━━━━━ Passage to read
ETL model
This section presents a high-level view of our ETL processes.
The ETL has different types of steps (e.g. garden
, meadow
and grapher
, among others). Some steps, can be understood under the same principle (e.g. meadow
and garden
are both "Transform" steps within the ETL).This section does not cover all these steps in detail, but rather describes the very high-level meachanics of ETL.
In general, an ETL consists of three main processes:
- Extract: Downloads data from a source or multiple sources.
- Transform: Processes and combines the downloaded data so it is usable.
- Load: Moves the transformed data to a data repository (e.g. database).
Our ETL follows these same principles, with different names, and has the following three main building blocks:
- Snapshots: We download files from external sources and store them as snapshots.
- Datasets: Next, we curate the downloaded data to have clean datasets. These datasets can depend on snapshots, but also on other curated datasets.
- Grapher views: We adapt the curated datasets for Grapher, which are then loaded to Grapher.
As a consequence, nodes in our DAG can come in different flavours.
Snapshots¶
Snapshots are edge nodes in the computational graph. They represent a copy of a upstream data file ー preserving its original format ー at a particular point in time. That is, they are entry points to the ETL, and therefore don't have dependencies within the computational graph.
flowchart LR
upstream((____)):::node -.->|copy| snapshot((____)):::node
subgraph id [Snapshot]
snapshot
end
classDef node fill:#002147,color:#002147
Snapshots are managed in the ETL using DVC, which allows tracking of different file versions and metadata.
Their URI begins with the prefix snapshot://
, therefore using the following format:
snapshot://<namespace>/<version>/<filename>
Example
snapshot://aviation_safety_network/2022-10-14/aviation_statistics.csv
Old-style snapshots are managed by the walden codebase and begin with the prefix walden://
.
There are still several snapshots using this channel.
Example
walden://irena/2022-10-07/renewable_power_generation_costs
Datasets¶
Datasets are nodes in the computational graph and the main units of work in the ETL. They represent a transformation from one or more ingredients into a new (and potentially better and more useful) output.
━━━━━━━━━━
━━━━━ Listed records
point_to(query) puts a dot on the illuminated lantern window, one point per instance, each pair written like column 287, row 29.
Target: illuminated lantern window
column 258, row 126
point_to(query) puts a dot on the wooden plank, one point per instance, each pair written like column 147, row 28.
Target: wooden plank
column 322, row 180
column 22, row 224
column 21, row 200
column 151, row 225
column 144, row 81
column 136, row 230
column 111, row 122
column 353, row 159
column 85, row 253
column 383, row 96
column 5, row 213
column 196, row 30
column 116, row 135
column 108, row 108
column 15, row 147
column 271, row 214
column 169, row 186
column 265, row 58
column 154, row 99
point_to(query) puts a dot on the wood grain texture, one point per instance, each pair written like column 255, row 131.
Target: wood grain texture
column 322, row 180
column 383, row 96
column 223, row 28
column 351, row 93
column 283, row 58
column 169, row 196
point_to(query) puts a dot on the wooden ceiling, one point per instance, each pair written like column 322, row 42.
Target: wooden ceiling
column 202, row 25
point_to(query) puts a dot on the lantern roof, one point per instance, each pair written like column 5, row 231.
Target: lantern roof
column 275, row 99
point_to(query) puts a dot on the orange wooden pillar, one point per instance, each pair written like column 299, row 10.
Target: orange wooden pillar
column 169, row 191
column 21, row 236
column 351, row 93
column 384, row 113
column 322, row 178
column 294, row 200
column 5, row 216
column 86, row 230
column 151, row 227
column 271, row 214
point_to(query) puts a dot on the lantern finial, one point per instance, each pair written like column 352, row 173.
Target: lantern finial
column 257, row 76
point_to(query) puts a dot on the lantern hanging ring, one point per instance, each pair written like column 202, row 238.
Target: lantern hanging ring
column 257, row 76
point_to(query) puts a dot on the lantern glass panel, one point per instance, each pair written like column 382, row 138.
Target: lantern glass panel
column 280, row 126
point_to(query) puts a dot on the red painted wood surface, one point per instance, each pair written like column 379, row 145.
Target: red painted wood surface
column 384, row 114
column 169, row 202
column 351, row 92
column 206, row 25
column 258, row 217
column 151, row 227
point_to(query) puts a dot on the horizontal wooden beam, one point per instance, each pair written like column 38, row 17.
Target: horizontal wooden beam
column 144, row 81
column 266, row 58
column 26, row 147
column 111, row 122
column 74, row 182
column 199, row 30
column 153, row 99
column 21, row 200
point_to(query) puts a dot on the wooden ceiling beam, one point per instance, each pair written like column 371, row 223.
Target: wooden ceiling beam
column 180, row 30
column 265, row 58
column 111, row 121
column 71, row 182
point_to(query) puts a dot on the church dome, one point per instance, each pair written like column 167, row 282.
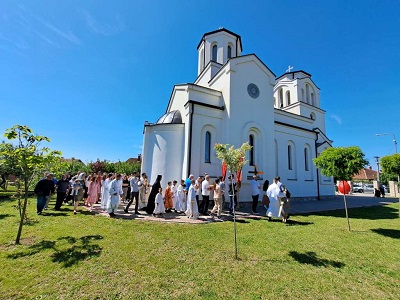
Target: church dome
column 172, row 117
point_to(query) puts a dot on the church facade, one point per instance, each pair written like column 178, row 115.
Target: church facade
column 235, row 99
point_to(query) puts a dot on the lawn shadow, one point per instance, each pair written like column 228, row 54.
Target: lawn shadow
column 379, row 212
column 392, row 233
column 237, row 220
column 298, row 223
column 81, row 249
column 33, row 249
column 311, row 258
column 3, row 216
column 68, row 250
column 54, row 214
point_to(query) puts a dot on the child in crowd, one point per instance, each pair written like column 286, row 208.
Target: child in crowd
column 159, row 210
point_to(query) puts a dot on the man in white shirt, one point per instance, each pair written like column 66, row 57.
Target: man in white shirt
column 134, row 183
column 205, row 193
column 255, row 192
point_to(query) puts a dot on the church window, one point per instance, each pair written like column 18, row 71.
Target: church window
column 214, row 53
column 290, row 162
column 201, row 59
column 251, row 152
column 306, row 159
column 207, row 152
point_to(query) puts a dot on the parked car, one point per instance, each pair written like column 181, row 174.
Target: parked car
column 368, row 188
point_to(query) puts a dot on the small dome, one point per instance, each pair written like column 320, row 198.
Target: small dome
column 173, row 117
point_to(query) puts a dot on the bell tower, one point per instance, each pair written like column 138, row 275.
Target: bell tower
column 218, row 47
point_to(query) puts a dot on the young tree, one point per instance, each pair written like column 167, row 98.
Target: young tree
column 341, row 163
column 391, row 164
column 29, row 158
column 234, row 160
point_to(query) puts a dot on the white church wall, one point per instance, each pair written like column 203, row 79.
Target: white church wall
column 204, row 95
column 205, row 119
column 178, row 100
column 300, row 182
column 163, row 151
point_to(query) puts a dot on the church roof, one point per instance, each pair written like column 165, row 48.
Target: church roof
column 294, row 76
column 220, row 30
column 293, row 73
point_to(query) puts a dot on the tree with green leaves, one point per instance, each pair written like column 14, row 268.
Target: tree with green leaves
column 234, row 159
column 391, row 165
column 29, row 158
column 342, row 163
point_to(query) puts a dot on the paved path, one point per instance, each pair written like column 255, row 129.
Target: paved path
column 336, row 202
column 296, row 207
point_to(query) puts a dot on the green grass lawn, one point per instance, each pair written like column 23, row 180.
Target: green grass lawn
column 63, row 256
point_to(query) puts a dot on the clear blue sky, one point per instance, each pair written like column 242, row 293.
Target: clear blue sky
column 87, row 74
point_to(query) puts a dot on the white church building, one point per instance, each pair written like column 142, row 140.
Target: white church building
column 235, row 99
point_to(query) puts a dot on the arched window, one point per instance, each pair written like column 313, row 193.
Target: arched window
column 201, row 59
column 214, row 53
column 251, row 152
column 306, row 160
column 207, row 148
column 290, row 162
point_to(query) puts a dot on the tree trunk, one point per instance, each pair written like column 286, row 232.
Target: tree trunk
column 21, row 222
column 234, row 216
column 345, row 206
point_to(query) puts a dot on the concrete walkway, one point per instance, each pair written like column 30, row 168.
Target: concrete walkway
column 336, row 202
column 244, row 212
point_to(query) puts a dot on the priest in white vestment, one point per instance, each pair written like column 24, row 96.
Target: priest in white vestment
column 192, row 210
column 115, row 192
column 273, row 192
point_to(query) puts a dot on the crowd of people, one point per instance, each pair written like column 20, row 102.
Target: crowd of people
column 190, row 197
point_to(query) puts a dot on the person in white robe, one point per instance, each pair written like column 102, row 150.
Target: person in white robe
column 174, row 189
column 105, row 195
column 192, row 210
column 159, row 209
column 115, row 192
column 180, row 197
column 273, row 192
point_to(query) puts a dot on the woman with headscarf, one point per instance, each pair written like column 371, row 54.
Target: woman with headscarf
column 152, row 197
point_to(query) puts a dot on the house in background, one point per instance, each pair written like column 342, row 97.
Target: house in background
column 366, row 174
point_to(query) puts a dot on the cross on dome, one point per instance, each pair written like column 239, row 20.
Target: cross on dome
column 289, row 69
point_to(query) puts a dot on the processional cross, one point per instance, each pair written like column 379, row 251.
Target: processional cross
column 289, row 69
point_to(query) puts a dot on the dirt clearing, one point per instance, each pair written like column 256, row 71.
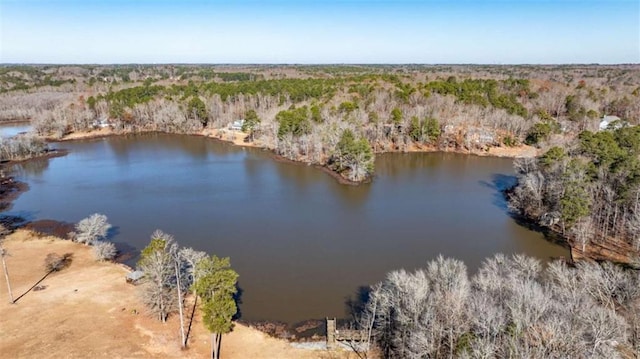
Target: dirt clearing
column 87, row 310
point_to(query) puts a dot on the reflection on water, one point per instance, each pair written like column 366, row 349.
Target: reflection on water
column 12, row 129
column 300, row 241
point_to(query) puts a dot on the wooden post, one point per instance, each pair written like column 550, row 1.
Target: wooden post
column 331, row 333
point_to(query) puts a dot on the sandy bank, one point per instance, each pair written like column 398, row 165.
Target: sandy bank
column 88, row 311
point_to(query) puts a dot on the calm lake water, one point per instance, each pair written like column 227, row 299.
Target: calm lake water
column 301, row 242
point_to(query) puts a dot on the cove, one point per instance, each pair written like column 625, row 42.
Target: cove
column 301, row 242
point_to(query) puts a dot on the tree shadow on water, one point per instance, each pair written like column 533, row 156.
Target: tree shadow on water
column 500, row 184
column 356, row 304
column 238, row 299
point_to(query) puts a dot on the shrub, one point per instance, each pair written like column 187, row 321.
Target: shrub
column 104, row 251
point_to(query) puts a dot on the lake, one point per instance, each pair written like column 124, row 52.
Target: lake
column 301, row 242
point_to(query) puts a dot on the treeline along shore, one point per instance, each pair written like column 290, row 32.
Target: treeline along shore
column 581, row 119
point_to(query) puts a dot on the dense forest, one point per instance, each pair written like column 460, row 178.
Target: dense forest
column 589, row 191
column 511, row 308
column 333, row 116
column 585, row 185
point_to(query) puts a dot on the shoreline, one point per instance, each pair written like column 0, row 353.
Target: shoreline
column 238, row 138
column 92, row 311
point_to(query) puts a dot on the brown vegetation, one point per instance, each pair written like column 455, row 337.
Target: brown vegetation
column 87, row 310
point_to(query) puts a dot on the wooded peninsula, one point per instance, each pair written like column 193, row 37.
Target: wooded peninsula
column 574, row 129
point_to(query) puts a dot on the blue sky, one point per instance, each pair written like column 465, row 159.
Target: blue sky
column 313, row 31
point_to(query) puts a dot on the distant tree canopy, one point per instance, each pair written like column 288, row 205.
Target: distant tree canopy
column 197, row 110
column 593, row 182
column 353, row 156
column 294, row 121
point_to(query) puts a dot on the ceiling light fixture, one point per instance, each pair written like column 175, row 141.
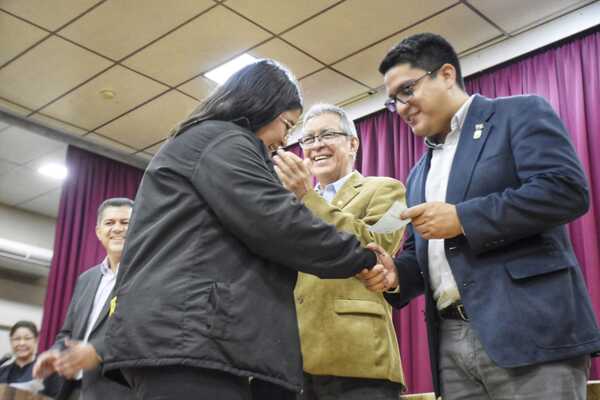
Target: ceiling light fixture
column 55, row 171
column 224, row 71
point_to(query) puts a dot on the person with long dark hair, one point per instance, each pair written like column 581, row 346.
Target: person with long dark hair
column 204, row 299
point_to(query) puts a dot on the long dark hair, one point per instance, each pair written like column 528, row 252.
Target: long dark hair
column 252, row 97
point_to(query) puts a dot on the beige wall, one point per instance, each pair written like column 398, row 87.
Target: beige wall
column 22, row 297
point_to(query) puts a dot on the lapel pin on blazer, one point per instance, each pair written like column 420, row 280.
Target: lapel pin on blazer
column 478, row 129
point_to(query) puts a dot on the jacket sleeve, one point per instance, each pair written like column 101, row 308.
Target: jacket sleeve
column 553, row 188
column 410, row 277
column 380, row 201
column 234, row 179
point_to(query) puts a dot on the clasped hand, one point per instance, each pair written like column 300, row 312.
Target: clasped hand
column 293, row 172
column 77, row 356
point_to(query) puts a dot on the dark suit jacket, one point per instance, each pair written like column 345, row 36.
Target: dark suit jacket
column 515, row 187
column 93, row 385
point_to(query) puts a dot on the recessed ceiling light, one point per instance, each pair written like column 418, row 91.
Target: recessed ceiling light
column 52, row 170
column 224, row 71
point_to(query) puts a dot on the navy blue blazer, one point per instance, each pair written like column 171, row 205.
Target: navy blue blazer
column 515, row 187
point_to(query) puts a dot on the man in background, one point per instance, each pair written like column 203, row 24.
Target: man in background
column 77, row 352
column 348, row 341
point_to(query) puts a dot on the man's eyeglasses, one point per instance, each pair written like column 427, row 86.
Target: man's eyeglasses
column 325, row 137
column 22, row 338
column 289, row 126
column 406, row 91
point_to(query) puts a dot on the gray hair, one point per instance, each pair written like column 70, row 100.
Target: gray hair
column 319, row 109
column 113, row 202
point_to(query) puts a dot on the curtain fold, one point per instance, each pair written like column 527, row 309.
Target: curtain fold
column 92, row 179
column 568, row 76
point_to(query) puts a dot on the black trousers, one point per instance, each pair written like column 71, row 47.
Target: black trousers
column 183, row 383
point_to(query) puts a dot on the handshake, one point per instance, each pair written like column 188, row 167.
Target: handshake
column 383, row 276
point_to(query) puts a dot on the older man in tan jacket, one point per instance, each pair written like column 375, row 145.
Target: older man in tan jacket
column 348, row 341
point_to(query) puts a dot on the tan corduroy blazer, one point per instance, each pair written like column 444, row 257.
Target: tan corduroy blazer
column 346, row 330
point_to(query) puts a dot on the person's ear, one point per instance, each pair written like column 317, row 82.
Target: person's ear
column 447, row 73
column 354, row 144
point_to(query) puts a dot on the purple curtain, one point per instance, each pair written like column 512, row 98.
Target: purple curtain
column 568, row 76
column 92, row 179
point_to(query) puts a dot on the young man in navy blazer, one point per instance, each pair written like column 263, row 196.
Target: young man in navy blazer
column 508, row 313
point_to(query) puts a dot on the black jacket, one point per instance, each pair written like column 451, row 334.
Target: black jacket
column 211, row 260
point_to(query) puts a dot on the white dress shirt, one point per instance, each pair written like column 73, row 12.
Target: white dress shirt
column 445, row 291
column 329, row 191
column 107, row 284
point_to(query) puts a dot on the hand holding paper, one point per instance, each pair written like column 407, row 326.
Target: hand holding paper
column 434, row 220
column 391, row 221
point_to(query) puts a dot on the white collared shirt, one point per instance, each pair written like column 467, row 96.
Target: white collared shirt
column 445, row 291
column 331, row 189
column 107, row 284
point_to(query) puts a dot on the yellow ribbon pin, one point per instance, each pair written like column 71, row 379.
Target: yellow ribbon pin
column 113, row 306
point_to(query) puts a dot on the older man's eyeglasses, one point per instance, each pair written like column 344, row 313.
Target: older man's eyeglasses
column 406, row 91
column 325, row 137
━━━━━━━━━━
**Exercise goal:**
Please answer these questions from the text on the ETL model:
(a) What tool manages snapshots in the ETL?
(b) Which prefix begins the URI of an old-style snapshot?
(c) What two steps are named as "Transform" steps?
You won't need the data for this.

**Reply to the exercise:**
(a) DVC
(b) walden://
(c) meadow and garden